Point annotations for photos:
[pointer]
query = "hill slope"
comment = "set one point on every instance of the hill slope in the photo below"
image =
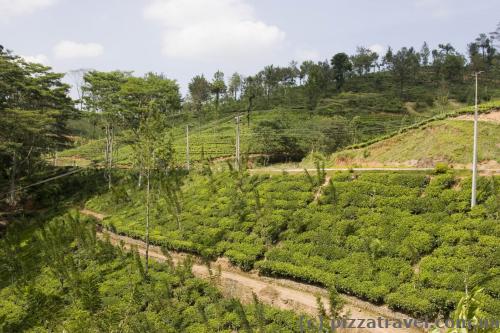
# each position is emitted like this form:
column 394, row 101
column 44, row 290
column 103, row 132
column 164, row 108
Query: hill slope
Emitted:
column 446, row 140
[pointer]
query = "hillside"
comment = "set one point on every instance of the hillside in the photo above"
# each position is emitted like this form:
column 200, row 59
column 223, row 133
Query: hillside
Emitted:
column 447, row 141
column 349, row 118
column 397, row 227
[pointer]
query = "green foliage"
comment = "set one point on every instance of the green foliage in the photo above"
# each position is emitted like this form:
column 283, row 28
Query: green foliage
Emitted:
column 105, row 290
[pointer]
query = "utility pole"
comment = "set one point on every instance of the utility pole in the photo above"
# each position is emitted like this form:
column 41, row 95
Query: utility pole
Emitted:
column 187, row 147
column 237, row 162
column 474, row 150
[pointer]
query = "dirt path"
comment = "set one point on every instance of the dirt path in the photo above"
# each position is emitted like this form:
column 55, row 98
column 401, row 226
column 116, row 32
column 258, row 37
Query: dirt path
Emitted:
column 493, row 117
column 282, row 293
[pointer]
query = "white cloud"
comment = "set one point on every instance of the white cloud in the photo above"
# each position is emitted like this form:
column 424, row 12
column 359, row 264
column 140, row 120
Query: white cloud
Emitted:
column 437, row 8
column 307, row 54
column 68, row 50
column 379, row 49
column 9, row 8
column 213, row 29
column 39, row 59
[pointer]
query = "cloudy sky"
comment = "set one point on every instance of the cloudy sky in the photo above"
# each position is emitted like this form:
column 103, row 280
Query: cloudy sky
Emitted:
column 186, row 37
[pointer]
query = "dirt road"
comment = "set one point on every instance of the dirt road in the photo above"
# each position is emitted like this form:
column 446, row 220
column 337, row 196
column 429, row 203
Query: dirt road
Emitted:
column 282, row 293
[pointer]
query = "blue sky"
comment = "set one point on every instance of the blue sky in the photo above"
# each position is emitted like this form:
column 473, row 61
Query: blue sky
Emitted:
column 186, row 37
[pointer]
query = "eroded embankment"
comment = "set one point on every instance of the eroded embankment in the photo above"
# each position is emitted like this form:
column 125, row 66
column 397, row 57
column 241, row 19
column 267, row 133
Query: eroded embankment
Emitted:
column 282, row 293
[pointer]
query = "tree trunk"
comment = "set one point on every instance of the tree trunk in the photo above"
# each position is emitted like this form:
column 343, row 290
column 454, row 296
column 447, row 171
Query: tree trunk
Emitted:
column 148, row 187
column 13, row 171
column 108, row 152
column 110, row 165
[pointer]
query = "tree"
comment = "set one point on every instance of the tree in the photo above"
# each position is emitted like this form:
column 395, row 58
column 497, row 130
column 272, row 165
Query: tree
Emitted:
column 448, row 64
column 364, row 60
column 495, row 37
column 199, row 89
column 235, row 84
column 101, row 96
column 425, row 54
column 305, row 68
column 403, row 66
column 270, row 80
column 148, row 101
column 341, row 67
column 218, row 87
column 34, row 108
column 252, row 88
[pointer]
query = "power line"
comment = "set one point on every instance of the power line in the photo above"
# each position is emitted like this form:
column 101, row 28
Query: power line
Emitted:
column 42, row 182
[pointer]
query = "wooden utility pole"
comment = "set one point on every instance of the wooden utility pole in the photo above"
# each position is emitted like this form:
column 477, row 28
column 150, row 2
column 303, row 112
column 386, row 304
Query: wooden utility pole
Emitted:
column 474, row 153
column 187, row 147
column 237, row 161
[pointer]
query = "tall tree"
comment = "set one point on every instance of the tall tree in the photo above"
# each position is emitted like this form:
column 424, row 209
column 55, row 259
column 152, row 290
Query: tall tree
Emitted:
column 148, row 101
column 101, row 96
column 34, row 107
column 364, row 60
column 252, row 86
column 317, row 83
column 218, row 87
column 235, row 84
column 341, row 67
column 404, row 66
column 425, row 54
column 199, row 89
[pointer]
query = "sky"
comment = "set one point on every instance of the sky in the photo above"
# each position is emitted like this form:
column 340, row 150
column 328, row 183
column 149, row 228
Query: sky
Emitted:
column 183, row 38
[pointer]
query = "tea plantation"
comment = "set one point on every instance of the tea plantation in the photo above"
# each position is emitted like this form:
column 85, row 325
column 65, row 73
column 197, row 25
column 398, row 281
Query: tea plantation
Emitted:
column 408, row 240
column 60, row 278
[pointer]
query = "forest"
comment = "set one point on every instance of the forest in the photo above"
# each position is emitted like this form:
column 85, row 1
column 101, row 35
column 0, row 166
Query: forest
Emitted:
column 159, row 168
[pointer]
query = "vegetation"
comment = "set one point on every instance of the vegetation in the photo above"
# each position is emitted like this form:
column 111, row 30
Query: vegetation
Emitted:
column 446, row 140
column 60, row 277
column 406, row 240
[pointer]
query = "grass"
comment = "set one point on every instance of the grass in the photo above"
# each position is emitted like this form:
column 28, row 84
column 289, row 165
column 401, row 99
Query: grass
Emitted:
column 445, row 140
column 373, row 114
column 384, row 222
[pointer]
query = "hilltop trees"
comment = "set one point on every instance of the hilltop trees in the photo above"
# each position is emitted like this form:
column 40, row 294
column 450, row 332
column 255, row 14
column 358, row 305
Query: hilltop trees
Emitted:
column 341, row 67
column 101, row 96
column 403, row 66
column 364, row 60
column 235, row 85
column 199, row 90
column 34, row 107
column 218, row 87
column 148, row 102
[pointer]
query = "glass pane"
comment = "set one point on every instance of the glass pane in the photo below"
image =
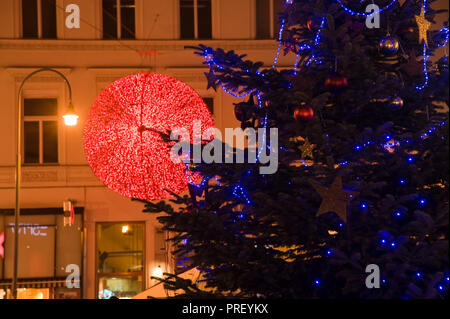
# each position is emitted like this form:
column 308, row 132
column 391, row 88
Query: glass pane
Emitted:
column 29, row 19
column 277, row 9
column 68, row 245
column 119, row 286
column 31, row 142
column 119, row 247
column 204, row 19
column 187, row 19
column 109, row 19
column 49, row 19
column 209, row 101
column 50, row 136
column 127, row 16
column 262, row 19
column 37, row 239
column 40, row 107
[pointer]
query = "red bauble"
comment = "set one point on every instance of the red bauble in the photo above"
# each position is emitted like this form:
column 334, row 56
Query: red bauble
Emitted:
column 313, row 24
column 303, row 113
column 121, row 139
column 335, row 82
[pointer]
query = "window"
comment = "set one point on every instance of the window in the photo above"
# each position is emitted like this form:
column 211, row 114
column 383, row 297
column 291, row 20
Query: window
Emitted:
column 42, row 233
column 209, row 101
column 119, row 19
column 267, row 25
column 39, row 19
column 120, row 259
column 195, row 19
column 40, row 131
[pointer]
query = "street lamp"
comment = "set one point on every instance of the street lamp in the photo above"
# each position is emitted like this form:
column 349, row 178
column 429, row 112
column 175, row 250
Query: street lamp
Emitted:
column 70, row 119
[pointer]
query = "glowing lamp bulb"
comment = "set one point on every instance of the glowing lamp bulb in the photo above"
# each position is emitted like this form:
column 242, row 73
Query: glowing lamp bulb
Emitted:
column 157, row 272
column 70, row 118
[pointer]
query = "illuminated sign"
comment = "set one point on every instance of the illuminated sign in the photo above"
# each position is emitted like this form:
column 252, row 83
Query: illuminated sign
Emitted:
column 31, row 229
column 105, row 294
column 2, row 241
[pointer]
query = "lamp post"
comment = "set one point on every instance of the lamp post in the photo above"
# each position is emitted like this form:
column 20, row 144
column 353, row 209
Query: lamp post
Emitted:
column 70, row 119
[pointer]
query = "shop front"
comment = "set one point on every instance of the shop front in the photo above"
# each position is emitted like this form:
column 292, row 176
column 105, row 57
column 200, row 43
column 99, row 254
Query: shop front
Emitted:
column 50, row 254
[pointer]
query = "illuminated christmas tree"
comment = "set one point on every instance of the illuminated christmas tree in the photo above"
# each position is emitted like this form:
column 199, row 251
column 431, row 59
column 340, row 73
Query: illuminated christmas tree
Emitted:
column 362, row 178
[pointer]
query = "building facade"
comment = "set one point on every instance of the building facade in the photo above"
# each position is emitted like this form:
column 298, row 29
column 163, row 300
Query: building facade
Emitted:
column 111, row 245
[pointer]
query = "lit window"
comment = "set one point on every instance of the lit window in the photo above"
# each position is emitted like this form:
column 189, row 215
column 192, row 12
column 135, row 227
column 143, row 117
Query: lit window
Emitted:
column 39, row 19
column 119, row 19
column 195, row 19
column 120, row 259
column 267, row 25
column 40, row 131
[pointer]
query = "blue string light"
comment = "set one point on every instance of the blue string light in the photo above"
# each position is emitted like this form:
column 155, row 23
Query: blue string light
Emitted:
column 280, row 33
column 446, row 33
column 425, row 57
column 363, row 14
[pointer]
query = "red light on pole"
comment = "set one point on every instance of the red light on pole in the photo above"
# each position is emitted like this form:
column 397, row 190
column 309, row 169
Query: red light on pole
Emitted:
column 2, row 241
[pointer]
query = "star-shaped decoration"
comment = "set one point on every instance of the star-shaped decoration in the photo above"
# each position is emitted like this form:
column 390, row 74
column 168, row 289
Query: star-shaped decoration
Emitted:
column 413, row 67
column 211, row 80
column 334, row 199
column 423, row 26
column 307, row 149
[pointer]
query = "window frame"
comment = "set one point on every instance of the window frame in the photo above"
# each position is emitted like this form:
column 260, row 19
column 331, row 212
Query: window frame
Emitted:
column 273, row 34
column 39, row 21
column 119, row 21
column 40, row 119
column 143, row 272
column 196, row 25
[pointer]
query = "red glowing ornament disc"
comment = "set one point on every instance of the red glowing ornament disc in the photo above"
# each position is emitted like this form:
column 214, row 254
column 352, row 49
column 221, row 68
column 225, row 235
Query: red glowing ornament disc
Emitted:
column 121, row 139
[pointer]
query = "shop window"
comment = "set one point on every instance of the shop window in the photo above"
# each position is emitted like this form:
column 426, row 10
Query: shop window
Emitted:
column 46, row 248
column 119, row 19
column 195, row 19
column 267, row 24
column 39, row 19
column 209, row 101
column 40, row 131
column 120, row 259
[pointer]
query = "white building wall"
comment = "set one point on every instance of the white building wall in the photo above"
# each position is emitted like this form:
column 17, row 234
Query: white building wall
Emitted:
column 90, row 64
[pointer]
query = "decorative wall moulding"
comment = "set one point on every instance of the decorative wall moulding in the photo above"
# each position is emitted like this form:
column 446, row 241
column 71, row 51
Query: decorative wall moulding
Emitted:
column 134, row 45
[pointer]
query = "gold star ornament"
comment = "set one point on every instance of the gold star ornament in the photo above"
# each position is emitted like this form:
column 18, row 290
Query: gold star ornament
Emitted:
column 334, row 198
column 423, row 26
column 307, row 149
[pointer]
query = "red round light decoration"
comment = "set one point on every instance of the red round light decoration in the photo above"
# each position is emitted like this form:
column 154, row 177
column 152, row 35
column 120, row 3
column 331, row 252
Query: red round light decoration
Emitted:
column 121, row 139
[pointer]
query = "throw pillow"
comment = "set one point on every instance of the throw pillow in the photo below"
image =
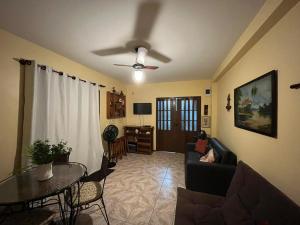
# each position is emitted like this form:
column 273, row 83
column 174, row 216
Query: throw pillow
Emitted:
column 209, row 157
column 201, row 146
column 234, row 212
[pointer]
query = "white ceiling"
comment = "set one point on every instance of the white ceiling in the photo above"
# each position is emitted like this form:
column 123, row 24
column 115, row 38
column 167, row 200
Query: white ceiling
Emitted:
column 195, row 34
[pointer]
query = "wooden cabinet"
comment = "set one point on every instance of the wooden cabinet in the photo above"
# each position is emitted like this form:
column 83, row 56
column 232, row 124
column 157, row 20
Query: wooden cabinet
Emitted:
column 116, row 105
column 141, row 136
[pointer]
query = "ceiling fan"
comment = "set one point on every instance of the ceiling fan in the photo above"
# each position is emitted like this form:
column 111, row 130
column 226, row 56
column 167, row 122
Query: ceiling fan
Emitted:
column 146, row 17
column 140, row 60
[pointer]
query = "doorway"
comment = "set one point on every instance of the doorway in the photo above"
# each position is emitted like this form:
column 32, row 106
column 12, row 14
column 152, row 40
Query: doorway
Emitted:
column 177, row 122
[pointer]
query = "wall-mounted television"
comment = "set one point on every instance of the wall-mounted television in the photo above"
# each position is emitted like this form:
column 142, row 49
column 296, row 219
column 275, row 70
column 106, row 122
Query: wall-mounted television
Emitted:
column 142, row 108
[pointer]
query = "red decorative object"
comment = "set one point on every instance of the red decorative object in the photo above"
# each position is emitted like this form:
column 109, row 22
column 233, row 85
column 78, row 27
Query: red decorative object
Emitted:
column 228, row 106
column 201, row 146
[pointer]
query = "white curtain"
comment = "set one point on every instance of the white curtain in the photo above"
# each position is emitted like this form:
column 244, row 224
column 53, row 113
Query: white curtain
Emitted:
column 66, row 109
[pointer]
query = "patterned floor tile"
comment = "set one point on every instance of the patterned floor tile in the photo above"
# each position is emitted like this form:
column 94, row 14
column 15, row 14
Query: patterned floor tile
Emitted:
column 141, row 191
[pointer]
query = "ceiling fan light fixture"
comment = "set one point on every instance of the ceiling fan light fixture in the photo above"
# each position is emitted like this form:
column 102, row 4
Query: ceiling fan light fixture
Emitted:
column 141, row 54
column 138, row 76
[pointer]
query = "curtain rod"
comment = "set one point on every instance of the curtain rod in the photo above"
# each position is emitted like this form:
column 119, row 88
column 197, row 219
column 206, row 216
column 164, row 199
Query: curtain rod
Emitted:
column 43, row 67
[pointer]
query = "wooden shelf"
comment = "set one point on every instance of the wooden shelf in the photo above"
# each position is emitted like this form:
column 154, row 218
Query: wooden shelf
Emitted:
column 143, row 136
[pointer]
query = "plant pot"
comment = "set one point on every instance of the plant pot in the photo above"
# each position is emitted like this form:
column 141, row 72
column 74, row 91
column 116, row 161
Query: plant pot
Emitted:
column 62, row 158
column 44, row 172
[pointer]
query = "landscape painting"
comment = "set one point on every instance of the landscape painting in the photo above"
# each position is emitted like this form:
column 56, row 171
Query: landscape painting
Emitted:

> Directions
Which lines in the listing contain the string "dirt"? Copy each of those lines in full.

> Expected output
query = "dirt path"
comment = "set one point on every instance of the dirt path in the photo above"
Query: dirt path
query = "dirt road"
comment = "set one point on every instance of the dirt road in the photo above"
Query: dirt road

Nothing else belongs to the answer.